◆ EXERCISE: Set down word for word the part of the news roundup below that opens with the words containing "China Tackles One-Child" and closes with "have two children.".
*** Opening STUDY TEXT ***
The devastation of Typhoon Haiyan upon the Philippines made major headlines this week. The Third Plenum also concluded this week with somewhat tepid responses from the media concerning lack of clarity over proposed reforms. Among expected  measures included changes to China’s one-child policy, however the full details of Third Plenum reforms have yet to be released.


Asia Rivalries Play Role in Aid to the Philippines | NYT — The outpouring of foreign assistance for the hundreds of thousands left homeless and hungry by Typhoon Haiyan is shaping up to be a monumental show of international largess — and a not-so-subtle dose of one-upmanship directed at the region’s fastest-rising power, China. /China upped its initial donation of approximately $100,000 USD to $1.6 million after criticism of stinginess even within state media…offering aid and relief assistance could have been an opportunity to promote Chinese soft power and improve the relationship between China and Philippines, especially in light of recent South China Sea disputes. It’s still less aid than Swedish retailer IKEA pledged ($2.7 million through a charitable foundation)./

Lessons from the Haiyan Typhoon Tragedy | The Diplomat — Haiyan proved once more that the Philippines are extremely vulnerable to the harsh impact of climate change. But it also exposed the sorry state of the country’s infrastructure, chaotic land zoning system, pre-modern weather facilities, unreliable communication facilities, and inadequate disaster preparedness programs.

Disappointment With Third Plenum Is Premature | The Diplomat — Most of the disappointment over the Third Plenum is over the lack of specifics contained in the Third Plenum’s communiqué (English translation here, courtesy of China Copyright and Media). For example, the Wall Street Journal article cited above notes of the communiqué, “the details [about how China will reform] were almost completely missing, even though the document ticked off many of the items that appear on standard lists of reform objectives for China.” But this opinion, which has been widespread since the Plenum ended, seems to have a mistaken view of what the purpose of the communiqué is.

China Tackles One-Child Policy, Death Penalty, & Labor Camps | The Diplomat — China has released the resolution detailing the CCP Central Committee’s major decisions at the Third Plenum, which was held from Saturday to Tuesday. Interestingly, initial reports from the state media highlight mostly social reform issues, some expected some less so. One of the expected decisions is that China has decided to ease its one-child policy, which since the early 1980s has restricted urban couples to one child while allowing some rural couples have two children.
*** Closing STUDY TEXT ***
*** Opening AVAILABLE DATA ***
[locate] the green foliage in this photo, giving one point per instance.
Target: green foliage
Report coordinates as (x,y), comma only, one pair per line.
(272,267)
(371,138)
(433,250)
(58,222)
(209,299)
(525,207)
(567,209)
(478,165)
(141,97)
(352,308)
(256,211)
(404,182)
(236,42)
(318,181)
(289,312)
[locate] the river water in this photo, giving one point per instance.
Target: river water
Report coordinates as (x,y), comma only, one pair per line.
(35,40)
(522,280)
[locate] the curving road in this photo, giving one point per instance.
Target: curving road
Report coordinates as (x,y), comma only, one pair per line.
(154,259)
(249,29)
*** Closing AVAILABLE DATA ***
*** Opening AVAILABLE DATA ***
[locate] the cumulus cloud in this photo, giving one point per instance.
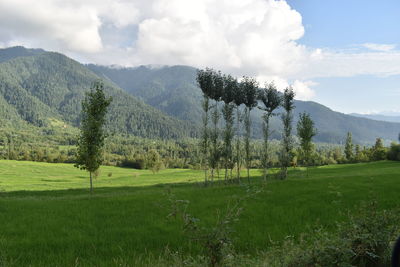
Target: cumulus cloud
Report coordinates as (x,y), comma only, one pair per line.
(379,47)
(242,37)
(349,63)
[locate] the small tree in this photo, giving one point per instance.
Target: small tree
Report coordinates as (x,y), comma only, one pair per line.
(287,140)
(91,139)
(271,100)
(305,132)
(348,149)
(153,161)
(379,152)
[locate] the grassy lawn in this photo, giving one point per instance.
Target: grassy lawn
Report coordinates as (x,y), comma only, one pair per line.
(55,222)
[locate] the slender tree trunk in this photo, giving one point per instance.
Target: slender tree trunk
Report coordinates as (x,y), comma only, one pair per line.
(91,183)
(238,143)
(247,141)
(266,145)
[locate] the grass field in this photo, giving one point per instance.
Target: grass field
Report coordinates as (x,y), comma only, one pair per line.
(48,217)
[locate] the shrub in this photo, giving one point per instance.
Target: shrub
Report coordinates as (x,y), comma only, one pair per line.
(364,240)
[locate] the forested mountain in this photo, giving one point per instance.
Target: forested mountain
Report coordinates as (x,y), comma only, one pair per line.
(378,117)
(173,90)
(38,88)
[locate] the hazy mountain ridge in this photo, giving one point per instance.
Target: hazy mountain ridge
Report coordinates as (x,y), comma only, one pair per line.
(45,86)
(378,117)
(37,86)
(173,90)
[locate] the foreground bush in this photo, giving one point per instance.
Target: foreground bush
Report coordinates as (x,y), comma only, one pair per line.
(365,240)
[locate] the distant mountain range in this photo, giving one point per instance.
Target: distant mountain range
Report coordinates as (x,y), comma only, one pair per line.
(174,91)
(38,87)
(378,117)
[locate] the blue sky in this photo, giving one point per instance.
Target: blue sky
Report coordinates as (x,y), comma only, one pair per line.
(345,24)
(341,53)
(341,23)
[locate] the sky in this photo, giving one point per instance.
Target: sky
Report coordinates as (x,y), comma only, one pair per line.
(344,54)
*** Closing AVAILABLE DATA ***
◆ EXERCISE SOLUTION:
China Tackles One-Child Policy, Death Penalty, & Labor Camps | The Diplomat — China has released the resolution detailing the CCP Central Committee’s major decisions at the Third Plenum, which was held from Saturday to Tuesday. Interestingly, initial reports from the state media highlight mostly social reform issues, some expected some less so. One of the expected decisions is that China has decided to ease its one-child policy, which since the early 1980s has restricted urban couples to one child while allowing some rural couples have two children.